- TASK INSTRUCTIONS: Each line below needs to be repeated precisely as it is.

- SOURCE RECORDS:
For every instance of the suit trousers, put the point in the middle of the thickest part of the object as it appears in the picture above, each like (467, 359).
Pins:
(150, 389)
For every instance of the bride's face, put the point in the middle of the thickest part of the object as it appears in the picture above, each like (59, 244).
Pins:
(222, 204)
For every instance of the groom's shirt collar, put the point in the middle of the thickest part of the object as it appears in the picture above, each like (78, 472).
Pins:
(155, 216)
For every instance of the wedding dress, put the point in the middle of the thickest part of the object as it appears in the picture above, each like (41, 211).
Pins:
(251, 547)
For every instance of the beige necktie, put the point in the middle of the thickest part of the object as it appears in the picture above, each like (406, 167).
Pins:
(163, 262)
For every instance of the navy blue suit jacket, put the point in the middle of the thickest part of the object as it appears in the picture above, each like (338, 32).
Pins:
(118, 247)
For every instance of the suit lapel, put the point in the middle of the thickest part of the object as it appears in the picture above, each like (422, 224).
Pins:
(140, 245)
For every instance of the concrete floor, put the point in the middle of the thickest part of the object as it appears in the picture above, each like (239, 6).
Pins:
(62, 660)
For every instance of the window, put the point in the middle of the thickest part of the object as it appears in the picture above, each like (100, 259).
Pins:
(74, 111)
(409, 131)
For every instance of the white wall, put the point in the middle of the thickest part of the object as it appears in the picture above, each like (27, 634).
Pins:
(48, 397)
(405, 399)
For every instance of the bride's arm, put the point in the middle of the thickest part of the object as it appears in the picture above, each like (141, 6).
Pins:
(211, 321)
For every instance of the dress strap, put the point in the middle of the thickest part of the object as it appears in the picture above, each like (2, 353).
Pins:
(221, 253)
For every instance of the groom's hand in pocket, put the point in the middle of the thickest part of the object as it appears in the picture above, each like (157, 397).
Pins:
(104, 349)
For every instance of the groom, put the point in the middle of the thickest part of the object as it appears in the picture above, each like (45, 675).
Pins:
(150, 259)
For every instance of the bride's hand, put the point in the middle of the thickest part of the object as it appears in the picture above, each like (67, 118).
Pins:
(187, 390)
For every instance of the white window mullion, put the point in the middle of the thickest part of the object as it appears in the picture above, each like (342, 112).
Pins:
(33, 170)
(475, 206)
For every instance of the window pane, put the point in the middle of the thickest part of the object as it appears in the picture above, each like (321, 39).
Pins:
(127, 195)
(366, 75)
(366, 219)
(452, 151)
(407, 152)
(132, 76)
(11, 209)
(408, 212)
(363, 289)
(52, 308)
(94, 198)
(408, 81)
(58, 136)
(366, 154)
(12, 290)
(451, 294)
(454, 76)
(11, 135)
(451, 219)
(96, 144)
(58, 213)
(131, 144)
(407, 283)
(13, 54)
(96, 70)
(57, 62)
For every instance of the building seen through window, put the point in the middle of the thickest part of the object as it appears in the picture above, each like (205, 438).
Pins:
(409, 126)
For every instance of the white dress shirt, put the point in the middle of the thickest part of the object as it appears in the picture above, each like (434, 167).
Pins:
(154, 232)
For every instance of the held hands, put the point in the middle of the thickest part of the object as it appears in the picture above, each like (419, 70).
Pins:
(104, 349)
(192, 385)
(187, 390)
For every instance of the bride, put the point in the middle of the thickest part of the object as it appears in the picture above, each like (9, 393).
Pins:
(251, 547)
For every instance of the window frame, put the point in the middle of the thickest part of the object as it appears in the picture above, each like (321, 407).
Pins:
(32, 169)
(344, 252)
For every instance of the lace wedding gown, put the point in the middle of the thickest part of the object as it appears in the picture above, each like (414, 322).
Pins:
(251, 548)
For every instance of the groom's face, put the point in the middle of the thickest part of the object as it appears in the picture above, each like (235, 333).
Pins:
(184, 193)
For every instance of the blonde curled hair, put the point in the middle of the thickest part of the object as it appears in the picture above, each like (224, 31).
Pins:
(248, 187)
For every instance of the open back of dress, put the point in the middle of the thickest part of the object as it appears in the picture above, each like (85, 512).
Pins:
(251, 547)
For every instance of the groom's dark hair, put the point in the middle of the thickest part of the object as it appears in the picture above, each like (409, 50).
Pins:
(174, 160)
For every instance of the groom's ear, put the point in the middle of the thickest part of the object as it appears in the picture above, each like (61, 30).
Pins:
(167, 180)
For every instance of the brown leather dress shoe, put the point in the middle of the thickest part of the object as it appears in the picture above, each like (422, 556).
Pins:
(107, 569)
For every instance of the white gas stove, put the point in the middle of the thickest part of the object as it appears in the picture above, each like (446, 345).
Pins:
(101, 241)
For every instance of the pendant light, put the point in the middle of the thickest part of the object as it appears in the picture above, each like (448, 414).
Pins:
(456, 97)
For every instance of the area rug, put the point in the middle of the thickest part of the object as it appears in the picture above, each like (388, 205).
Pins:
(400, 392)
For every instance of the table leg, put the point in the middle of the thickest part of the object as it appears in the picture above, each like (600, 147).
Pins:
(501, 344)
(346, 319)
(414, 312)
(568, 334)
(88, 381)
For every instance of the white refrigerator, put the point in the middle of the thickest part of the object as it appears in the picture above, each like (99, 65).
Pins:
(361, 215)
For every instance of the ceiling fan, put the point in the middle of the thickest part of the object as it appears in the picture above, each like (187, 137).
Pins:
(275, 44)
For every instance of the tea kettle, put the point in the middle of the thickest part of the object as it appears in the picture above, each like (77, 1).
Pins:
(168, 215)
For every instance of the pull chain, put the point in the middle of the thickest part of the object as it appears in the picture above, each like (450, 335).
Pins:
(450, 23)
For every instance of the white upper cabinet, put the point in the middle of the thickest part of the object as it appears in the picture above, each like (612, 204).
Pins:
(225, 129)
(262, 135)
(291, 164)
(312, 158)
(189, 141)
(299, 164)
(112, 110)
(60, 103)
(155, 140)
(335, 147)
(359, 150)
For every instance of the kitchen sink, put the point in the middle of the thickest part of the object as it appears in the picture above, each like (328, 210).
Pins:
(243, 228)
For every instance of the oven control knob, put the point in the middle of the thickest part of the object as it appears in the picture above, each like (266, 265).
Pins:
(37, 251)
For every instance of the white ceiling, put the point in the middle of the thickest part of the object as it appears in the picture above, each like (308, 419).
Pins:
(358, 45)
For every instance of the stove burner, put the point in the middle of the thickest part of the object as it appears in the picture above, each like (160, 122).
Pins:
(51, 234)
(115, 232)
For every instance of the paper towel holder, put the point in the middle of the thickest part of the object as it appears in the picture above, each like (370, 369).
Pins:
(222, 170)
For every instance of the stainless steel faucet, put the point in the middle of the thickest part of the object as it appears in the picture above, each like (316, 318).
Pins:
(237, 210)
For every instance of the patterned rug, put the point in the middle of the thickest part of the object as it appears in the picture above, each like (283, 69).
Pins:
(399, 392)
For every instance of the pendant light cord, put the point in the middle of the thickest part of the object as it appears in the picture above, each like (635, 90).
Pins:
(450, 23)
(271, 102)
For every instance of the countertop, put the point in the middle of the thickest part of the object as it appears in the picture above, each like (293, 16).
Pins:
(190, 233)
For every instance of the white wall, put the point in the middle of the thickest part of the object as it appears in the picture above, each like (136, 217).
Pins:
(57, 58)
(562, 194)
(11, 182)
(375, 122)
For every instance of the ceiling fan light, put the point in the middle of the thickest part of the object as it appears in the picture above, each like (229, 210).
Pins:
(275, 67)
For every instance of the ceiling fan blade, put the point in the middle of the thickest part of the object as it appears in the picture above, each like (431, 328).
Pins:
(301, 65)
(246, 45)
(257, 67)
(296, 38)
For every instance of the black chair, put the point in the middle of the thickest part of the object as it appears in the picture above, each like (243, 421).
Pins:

- RESULT:
For every instance of the suit trousers, put the point in the middle of the thickest part of the object as it appears in the picture above, each like (467, 359).
Pins:
(150, 389)
For every instance of the bride's face, put the point in the middle of the thickest part of the object as it appears in the picture above, each like (59, 244).
Pins:
(222, 204)
For every instance of the groom's shirt collar, put the point in the middle of the thickest part of the object as it appears in the picture above, each like (78, 472).
Pins:
(155, 216)
For every instance of the wedding dress, put the point in the middle of the thickest part of the object as it appears in the picture above, each like (41, 211).
Pins:
(251, 547)
For every instance of the beige necktie, put the point in the middle of the thickest part of the object as it appears in the picture above, each like (406, 167).
Pins:
(163, 262)
For every instance of the navy blue suit jacket, put the point in the middle of the thickest part of the object as it appears in the picture above, each like (338, 32).
Pins:
(118, 247)
For every instance of the suit lapel, put the point in the middle of the thickest part of the object as it appears in the picture above, each like (422, 224).
Pins:
(140, 245)
For every instance of the concrete floor, put the point in the middle of the thickest part of the object as it appears in the picture above, each like (239, 6).
Pins:
(62, 660)
For every instance of the window, put the point in the middle of the thickest part of the object as it appears in the picture above, each like (100, 259).
Pins:
(74, 111)
(409, 131)
For every instance of the white wall, put the point in the middle of the thickest part of the object as it appears in the picture above, each like (27, 634).
Pins:
(48, 397)
(405, 399)
For every instance of the bride's arm, put the point in the middle of the thickest part of the object as it appears in the picture above, each like (141, 6).
Pins:
(211, 321)
For every instance of the dress strap, put the point in the middle of the thickest part of the object as it appears in the picture above, each like (2, 353).
Pins:
(221, 253)
For every instance of the groom's hand in pocket, put the point in the middle of the thickest part of the object as it appears in the picture above, each like (157, 397).
Pins:
(104, 349)
For every instance of the groom, put the point in the middle of the thickest part of the object as it appears in the picture above, each like (45, 675).
Pins:
(150, 259)
For every instance of the bride's hand, put the point in the middle of the thickest part of the object as it appears in the picture above, each like (67, 118).
Pins:
(187, 390)
For every instance of the white window mullion, put the point in the middle of the thickest part of the object as it appears in the picture above, each like (342, 112).
Pins:
(33, 170)
(475, 206)
For every instance of the window pane, put the point in the middle of the thickest part of the object as it appears in the picture above, each like (321, 39).
Pins:
(127, 195)
(366, 75)
(366, 219)
(452, 151)
(407, 152)
(132, 76)
(11, 209)
(408, 212)
(363, 289)
(52, 308)
(94, 198)
(408, 81)
(58, 136)
(366, 154)
(12, 290)
(451, 294)
(454, 76)
(11, 135)
(451, 219)
(96, 144)
(58, 213)
(131, 144)
(407, 283)
(13, 54)
(96, 70)
(57, 62)
For every instance of the building seen through window, put the point in the middle of the thickest part of the object as it appears in the picture above, each like (205, 438).
Pins:
(409, 126)
For every instance of the white dress shirt, put the point in the middle of the thickest part of the object as it appears in the picture above, each like (434, 167).
Pins:
(154, 232)
For every instance of the held hands, put the point in the middle of the thickest part of the object as it appears in the picture above, each like (419, 70).
Pins:
(104, 349)
(192, 385)
(187, 390)
For every instance of the bride, put the point in the middle of the thickest part of the object as it appears in the picture above, each like (9, 393).
Pins:
(251, 547)
For every instance of the window frame, put the point in the middle of the thickest part of the object as it appears in the picture above, each like (321, 407).
Pins:
(32, 169)
(344, 252)
For every instance of the lace wedding gown, put the point in the middle of the thickest part of the object as it appears in the picture above, each like (414, 322).
Pins:
(251, 548)
For every instance of the groom's face, put the point in the middle of the thickest part of the object as it appears in the picture above, each like (235, 333).
Pins:
(184, 193)
For every instance of the blonde curled hair, put the point in the middle of the thickest part of the object as it appears in the picture above, each like (224, 31).
Pins:
(248, 187)
For every instance of the open back of dress, put the point in the middle of the thickest part of the object as it appears in the picture above, each like (85, 512).
Pins:
(251, 547)
For every instance of the groom's dark hair, put the point in the middle of the thickest part of the object as it appears in the picture above, each like (409, 50).
Pins:
(174, 160)
For every instance of the groom's ear, put the point in the middle of the thickest part of the object as it appears in the picture above, each like (61, 30).
Pins:
(167, 180)
For every instance of the brown leather dress shoe, put the point in the middle of the thickest part of the object as it appears in the picture above, each like (422, 556).
Pins:
(107, 569)
For every instance of the white gas stove, put the point in the middle of the thickest part of the object as it appears in the picture above, each like (446, 345).
Pins:
(101, 241)
For every instance of the pendant light, put the point in the middle of the thickest part of the object as it appears in the picture above, each like (448, 414).
Pins:
(456, 97)
For every instance of the area rug, put the point in the middle of the thickest part of the object as it appears in the picture above, each like (388, 205).
Pins:
(400, 392)
For every instance of the table leg, put the point in the middle of the thickest part of the object as it appears in the picture above, each like (600, 147).
Pins:
(501, 344)
(346, 319)
(414, 312)
(568, 334)
(88, 381)
For every instance of the white refrigerator, put the point in the middle of the thickest part of the object as it appears in the picture above, each like (99, 65).
Pins:
(361, 215)
For every instance of the ceiling fan, put the point in the middle of the thickest part of the object as it appears in the picture above, each like (187, 137).
Pins:
(275, 44)
For every instance of the tea kettle, put the point in the middle of the thickest part of the object as it appears in the picture above, each like (77, 1).
Pins:
(168, 215)
For every instance of the pull chain, put the point in the middle of the thickest part of the object as it appears in the picture above, each like (450, 335).
Pins:
(450, 23)
For every instance of the white upper cabinet, put the point in the middle of the thickest part of the object as it appears in the picture above, each like (612, 204).
Pins:
(225, 129)
(262, 135)
(291, 164)
(312, 158)
(189, 141)
(299, 164)
(112, 110)
(60, 103)
(155, 140)
(335, 147)
(359, 150)
For every instance of the kitchen sink, put the point in the middle of the thickest part of the object as it appears in the picture above, each like (328, 210).
Pins:
(243, 228)
For every instance of the oven control knob, put the point in the middle of the thickest part of the object as it appears in the picture above, each like (266, 265).
Pins:
(37, 251)
For every instance of the white ceiling, put the point in the middle of the thickest part of the object as it appears in the picture above, each like (308, 419).
Pins:
(358, 45)
For every instance of the stove burner, put the point in the middle of the thickest part of the object as it appears in the picture above, each like (160, 122).
Pins:
(51, 234)
(115, 232)
For every instance of the paper towel holder, put the point in the middle of the thickest part of the object as it appears in the picture above, each like (370, 369).
Pins:
(222, 170)
For every instance of the stainless steel faucet, put the point in the middle of the thickest part of the object as it appears in the picture above, each like (316, 318).
Pins:
(237, 210)
For every instance of the patterned rug, put the point in the middle of the thickest part of the object as it appears in the picture above, each like (283, 69).
Pins:
(399, 392)
For every instance of the pendant light cord, put the point in the middle of the thickest part of the object as it appears in the picture above, each like (635, 90).
Pins:
(450, 23)
(271, 102)
For every instance of the countertop, put the point in the middle of the thickest part of the object as it appears in the picture above, each like (293, 16).
Pins:
(190, 233)
For every instance of the white wall, put the point in the middle of the thickest part of the object as it appears in the picture above, each like (136, 217).
Pins:
(57, 58)
(562, 194)
(11, 182)
(375, 122)
For every instance of the ceiling fan light, put the point in the middle of the thickest part of the object as it appears in the picture above, each like (229, 210).
Pins:
(275, 67)
For every instance of the ceiling fan blade, put the point in the middle of the thickest part of the object as it appears in the picture above, each like (431, 328).
Pins:
(301, 65)
(246, 45)
(257, 67)
(296, 38)
For every instance of the black chair, put the point in the middle of the thickest part of the object as it appears in the picture above, each like (243, 421).
Pins:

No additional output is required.